▶ [Problems to work on]:
• A. In the review passage, why were studies that mainly examined organisational or structural factors left out? Answer in one to three sentences.
• B. Retype the stretch of the review passage from "We applied our" through "removed duplicate references.".

*** Opening of Text passage ***

The relationship between quality of care and outcome continues to attract the interests of a wide-spectrum of stakeholders including patients, carers, healthcare providers, researchers, politicians, the media and others [1]. The unit of analysis is often an acute hospital and outcome is frequently defined in terms of a risk-adjusted mortality (inhospital or 30-day). The rationale for using risk-adjusted mortality rates is that they purport to distil the contribution of patient case-mix factors and the play of chance mortality, and thereby expose a residual unexplained variation which may implicate quality of care. This leads naturally to the ranking of hospitals according to risk-adjusted mortality rates with an implied correlation with quality of care [2]. Organisations that produce performance ratings based on mortality rates include Leapfrog [3] and US News "America's Best Hospitals" [4] in the USA, and the Dr. Foster company (the "Good Hospitals" guide [5]), and the Healthcare Commission [6] which uses a "star ratings "system for National Health Service (NHS) hospitals in the UK.

We sought to examine the empirical evidence to clarify the relationship between quality of care and risk-adjusted mortality by undertaking a systematic review which asked the question: " To what extent do hospitals with higher risk-adjusted mortality rates, provide poorer quality of clinical care?"


We focused on studies which compared risk-adjusted mortality rates in two or more hospitals and related this to adherence to existing evidence-based standards of clinical care. Evidence of quality of care in our sample of studies was typically obtained from patient case-notes and/or clinical databases ("explicit review ") or expert panels which judged quality of care typically in the form of inspection reports (" implicit review ").

An earlier paper by Iezzoni [7] cited a number of studies that had attempted to answer our research question. Using her paper as a starting point, we identified key words and MEDLINE subject headings (MeSH terms) in these studies. Many contained some of the MeSH terms " process assessment", "outcome assessment", "outcome and process assessment", "quality indicators, health care" and "quality of health care". Most also included "mortality" or "hospital mortality" as a MeSH term, or in the title or abstract.

We applied our search strategy (Additional File 1) to three databases: MEDLINE, CINAHL (Cumulative Index to Nursing and Allied Health Literature) and HealthSTAR (covering health services management literature). We imported references into Reference Manager, version 10 and removed duplicate references.

We included four other papers we were already aware of that met inclusion criteria, but which the database search had not identified. One of these [54] has subsequently been published in a peer-reviewed journal [8]. We scanned the references of all papers and review articles that we obtained, to identify any further studies which might meet the inclusion criteria.

We did not include several types of study :

  1. (1)

    Studies that primarily examined the relationship between organisational/structural factors and quality of care (e.g. technical equipment [9], nurse-patient ratio [10], physician staffing [11] or public versus private funding [12, 13]) were excluded on the grounds that the underlying evidence-base for such organisational factors is sparse. Moreover, a review of the impact of organisational factors on intensive care outcomes has recently been undertaken [14].

*** Close of Text passage ***
*** Opening of Input data ***

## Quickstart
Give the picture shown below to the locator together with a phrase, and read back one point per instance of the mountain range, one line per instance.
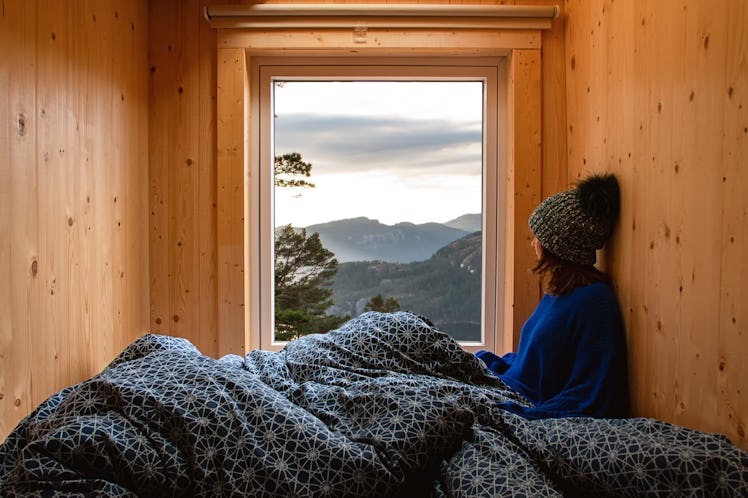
(446, 288)
(364, 239)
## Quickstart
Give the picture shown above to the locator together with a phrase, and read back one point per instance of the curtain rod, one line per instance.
(380, 16)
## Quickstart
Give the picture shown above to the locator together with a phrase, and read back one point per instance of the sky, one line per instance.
(390, 151)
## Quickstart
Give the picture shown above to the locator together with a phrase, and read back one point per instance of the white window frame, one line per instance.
(263, 71)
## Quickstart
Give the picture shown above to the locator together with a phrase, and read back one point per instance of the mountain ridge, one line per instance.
(364, 239)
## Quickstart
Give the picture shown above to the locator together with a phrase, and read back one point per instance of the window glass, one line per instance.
(377, 202)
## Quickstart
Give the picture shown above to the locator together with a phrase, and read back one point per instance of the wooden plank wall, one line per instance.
(182, 174)
(658, 93)
(73, 193)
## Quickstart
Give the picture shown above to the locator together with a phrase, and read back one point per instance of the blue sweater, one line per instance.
(571, 359)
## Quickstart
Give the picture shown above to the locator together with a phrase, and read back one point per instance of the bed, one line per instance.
(386, 405)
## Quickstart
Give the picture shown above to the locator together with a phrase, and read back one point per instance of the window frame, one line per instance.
(235, 47)
(264, 70)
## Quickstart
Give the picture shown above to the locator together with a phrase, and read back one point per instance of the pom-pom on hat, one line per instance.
(574, 224)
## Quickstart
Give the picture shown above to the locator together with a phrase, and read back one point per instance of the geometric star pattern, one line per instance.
(386, 405)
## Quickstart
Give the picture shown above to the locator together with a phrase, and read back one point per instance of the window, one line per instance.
(267, 73)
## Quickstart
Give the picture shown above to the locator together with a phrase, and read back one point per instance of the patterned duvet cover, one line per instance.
(384, 406)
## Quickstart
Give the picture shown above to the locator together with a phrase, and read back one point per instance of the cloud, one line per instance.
(356, 144)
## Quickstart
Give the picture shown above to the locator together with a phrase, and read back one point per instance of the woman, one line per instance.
(571, 359)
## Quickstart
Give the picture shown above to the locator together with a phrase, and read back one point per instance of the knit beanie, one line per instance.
(574, 224)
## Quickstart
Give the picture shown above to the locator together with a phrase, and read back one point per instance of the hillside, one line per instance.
(363, 239)
(446, 288)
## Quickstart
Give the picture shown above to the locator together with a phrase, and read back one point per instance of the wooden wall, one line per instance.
(73, 193)
(658, 93)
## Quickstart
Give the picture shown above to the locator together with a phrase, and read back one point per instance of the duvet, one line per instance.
(384, 406)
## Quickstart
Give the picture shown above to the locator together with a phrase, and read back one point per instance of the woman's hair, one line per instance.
(560, 276)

*** Close of Input data ***

▶ [Answers in order]:
• A. Such studies were excluded because the underlying evidence-base for organisational factors is sparse. In addition, a review of the impact of organisational factors on intensive care outcomes had recently been undertaken.

• B.
We applied our search strategy (Additional File 1) to three databases: MEDLINE, CINAHL (Cumulative Index to Nursing and Allied Health Literature) and HealthSTAR (covering health services management literature). We imported references into Reference Manager, version 10 and removed duplicate references.